— Work instructions —
(1) Using the text about Ima Hogg and her family, answer these:
(a) In which years did James Stephen Hogg serve as governor of Texas?
(b) In which two towns did Jim Hogg publish his own newspapers?
(c) In what year was Jim Hogg admitted to the Texas bar?
(2) Please translate this sentence from the text about Ima Hogg and her family into Spanish: "Jim Hogg’s father was General Joseph I. Hogg who had helped draft the 1845 Texas Constitution."

— Given text —
(Image credit: Houston Museum of Fine Arts)
One of the more unique and recognizable names in Texas was Miss Ima Hogg. Her father was James Stephen Hogg, the first native born governor of Texas, who served as governor from 1891 to 1895. James and Sarah Ann Stinson Hogg had three sons and Imogene, their only daughter. It is not known for certain who Imogene was named for, but the story is told that James had a brother named Thomas Elisha Hogg, a Confederate Captain, who had written a Civil War poem “The Fate of Marvin.” The poem was about a Southern girl named Ima who had cared for a Union soldier. There are some stories floating around that she had a sister named Ura, but according to published genealogy records, Ima was the only daughter of Jim Hogg and Sarah Stinson Hogg.
Jim Hogg’s father was General Joseph I. Hogg who had helped draft the 1845 Texas Constitution. Both Jim’s father and mother, the former Lucanda McMath, died when he was young and he was raised by an aunt. Jim started out in the newspaper business as a type setter for his local paper in Rusk and later published his own newspapers in Longview and Quitman from 1871 to 1873. Some of the early causes he supported were to oppose the radical reconstruction of the South following the Civil War and more particularly to comment on the activities of state police force of the last reconstruction governor, Edmund J. Davis. He also served as justice of the peace in Quitman from 1873 to 1875. Jim also spent the two years studying law and was admitted to the Texas bar in 1875. He made an unsuccessful run for the State Legislature in 1876, which was his only defeat in an election.

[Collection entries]
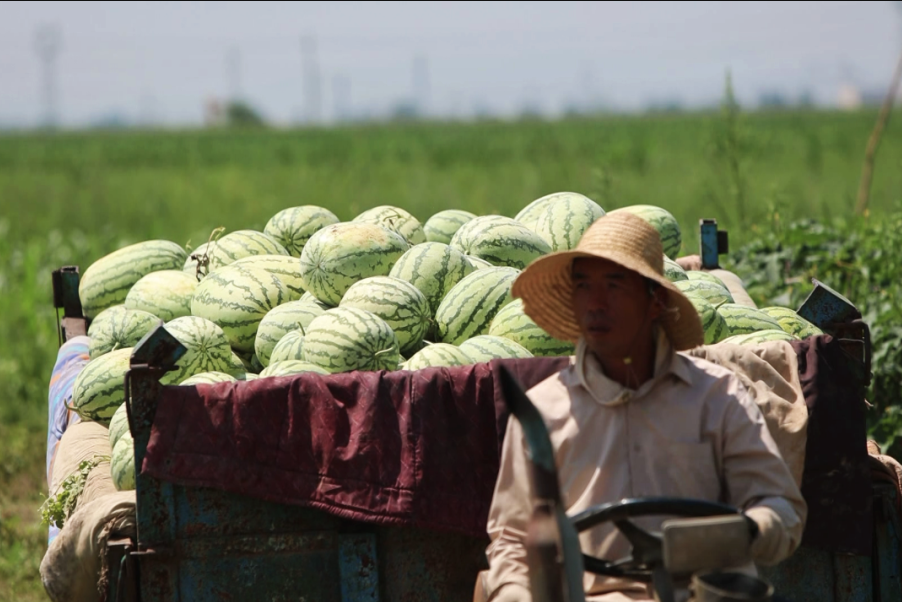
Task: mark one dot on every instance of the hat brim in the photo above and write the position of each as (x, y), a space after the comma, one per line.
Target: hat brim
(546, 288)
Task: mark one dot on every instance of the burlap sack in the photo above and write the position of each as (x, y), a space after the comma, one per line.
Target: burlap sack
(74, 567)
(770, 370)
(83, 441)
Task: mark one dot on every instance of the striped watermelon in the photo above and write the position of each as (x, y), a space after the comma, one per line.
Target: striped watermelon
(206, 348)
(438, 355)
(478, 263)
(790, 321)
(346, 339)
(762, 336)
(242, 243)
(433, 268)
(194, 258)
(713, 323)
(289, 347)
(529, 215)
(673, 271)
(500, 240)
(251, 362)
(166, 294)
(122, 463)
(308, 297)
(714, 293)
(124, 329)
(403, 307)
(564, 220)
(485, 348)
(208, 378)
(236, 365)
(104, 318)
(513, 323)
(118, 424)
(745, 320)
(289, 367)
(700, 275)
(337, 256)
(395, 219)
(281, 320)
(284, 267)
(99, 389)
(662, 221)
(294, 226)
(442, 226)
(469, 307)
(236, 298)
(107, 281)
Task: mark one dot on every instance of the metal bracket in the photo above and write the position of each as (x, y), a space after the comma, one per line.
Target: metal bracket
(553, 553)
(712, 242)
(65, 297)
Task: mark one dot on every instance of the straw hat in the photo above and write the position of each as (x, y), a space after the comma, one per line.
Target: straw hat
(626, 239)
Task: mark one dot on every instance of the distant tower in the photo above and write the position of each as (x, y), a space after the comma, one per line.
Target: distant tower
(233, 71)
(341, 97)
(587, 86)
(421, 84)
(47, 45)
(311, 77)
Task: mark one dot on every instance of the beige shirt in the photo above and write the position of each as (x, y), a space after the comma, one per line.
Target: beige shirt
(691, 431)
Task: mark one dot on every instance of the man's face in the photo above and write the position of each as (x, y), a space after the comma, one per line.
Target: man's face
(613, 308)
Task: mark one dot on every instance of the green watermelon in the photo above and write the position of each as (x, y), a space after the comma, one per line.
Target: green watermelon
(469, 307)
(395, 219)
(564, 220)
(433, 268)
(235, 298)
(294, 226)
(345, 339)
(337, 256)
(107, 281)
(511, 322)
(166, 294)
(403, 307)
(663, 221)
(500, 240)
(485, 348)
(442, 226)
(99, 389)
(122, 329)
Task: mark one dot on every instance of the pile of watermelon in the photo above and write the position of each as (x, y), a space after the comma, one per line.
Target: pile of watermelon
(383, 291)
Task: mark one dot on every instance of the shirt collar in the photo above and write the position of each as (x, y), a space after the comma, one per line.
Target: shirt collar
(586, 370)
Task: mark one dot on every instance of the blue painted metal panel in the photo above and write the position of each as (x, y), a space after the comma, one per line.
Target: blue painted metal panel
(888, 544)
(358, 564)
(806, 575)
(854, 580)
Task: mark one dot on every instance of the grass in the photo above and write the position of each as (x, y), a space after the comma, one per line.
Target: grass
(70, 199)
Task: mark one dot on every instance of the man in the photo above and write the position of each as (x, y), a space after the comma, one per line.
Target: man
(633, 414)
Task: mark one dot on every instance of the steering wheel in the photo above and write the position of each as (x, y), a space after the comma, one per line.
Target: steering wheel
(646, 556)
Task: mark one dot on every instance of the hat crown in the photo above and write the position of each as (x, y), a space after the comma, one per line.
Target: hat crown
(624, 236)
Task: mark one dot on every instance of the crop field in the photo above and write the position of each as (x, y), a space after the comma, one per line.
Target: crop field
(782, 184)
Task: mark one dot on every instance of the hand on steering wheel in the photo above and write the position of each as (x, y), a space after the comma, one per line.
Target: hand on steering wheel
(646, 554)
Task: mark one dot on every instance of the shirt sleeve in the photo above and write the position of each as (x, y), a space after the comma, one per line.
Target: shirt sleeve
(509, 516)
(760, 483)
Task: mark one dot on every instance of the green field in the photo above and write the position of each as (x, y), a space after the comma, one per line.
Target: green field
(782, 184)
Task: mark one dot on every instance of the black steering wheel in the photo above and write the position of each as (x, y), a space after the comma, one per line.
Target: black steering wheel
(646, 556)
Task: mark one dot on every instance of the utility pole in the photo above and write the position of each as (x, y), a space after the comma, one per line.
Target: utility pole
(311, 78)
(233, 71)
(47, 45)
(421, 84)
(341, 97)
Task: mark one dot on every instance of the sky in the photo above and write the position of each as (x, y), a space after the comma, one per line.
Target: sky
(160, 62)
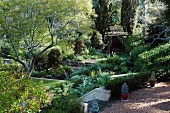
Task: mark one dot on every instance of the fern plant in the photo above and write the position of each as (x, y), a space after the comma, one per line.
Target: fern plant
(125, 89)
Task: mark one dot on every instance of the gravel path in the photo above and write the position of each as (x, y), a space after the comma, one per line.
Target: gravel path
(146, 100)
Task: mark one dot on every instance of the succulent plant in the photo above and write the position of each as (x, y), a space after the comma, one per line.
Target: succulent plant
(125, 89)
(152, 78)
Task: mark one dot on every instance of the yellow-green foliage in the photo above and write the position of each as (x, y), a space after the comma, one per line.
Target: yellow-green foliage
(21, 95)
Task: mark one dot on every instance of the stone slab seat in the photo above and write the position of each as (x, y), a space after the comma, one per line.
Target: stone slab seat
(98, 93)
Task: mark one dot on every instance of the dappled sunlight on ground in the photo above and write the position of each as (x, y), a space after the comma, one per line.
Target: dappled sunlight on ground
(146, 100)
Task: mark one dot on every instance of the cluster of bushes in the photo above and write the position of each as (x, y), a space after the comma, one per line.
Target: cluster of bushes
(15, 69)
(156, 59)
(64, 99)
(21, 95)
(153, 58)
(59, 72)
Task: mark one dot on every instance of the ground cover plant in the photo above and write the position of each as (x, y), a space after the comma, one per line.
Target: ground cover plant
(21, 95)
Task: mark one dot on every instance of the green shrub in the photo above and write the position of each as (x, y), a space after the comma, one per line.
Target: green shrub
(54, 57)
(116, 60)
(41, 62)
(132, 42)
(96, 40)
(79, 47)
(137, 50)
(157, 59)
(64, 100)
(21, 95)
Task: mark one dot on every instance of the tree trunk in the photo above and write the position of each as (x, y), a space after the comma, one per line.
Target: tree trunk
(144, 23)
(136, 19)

— Responses by item number —
(1)
(a) 1891 to 1895
(b) Longview and Quitman
(c) 1875

(2) El padre de Jim Hogg fue el general Joseph I. Hogg, quien había ayudado a redactar la Constitución de Texas de 1845.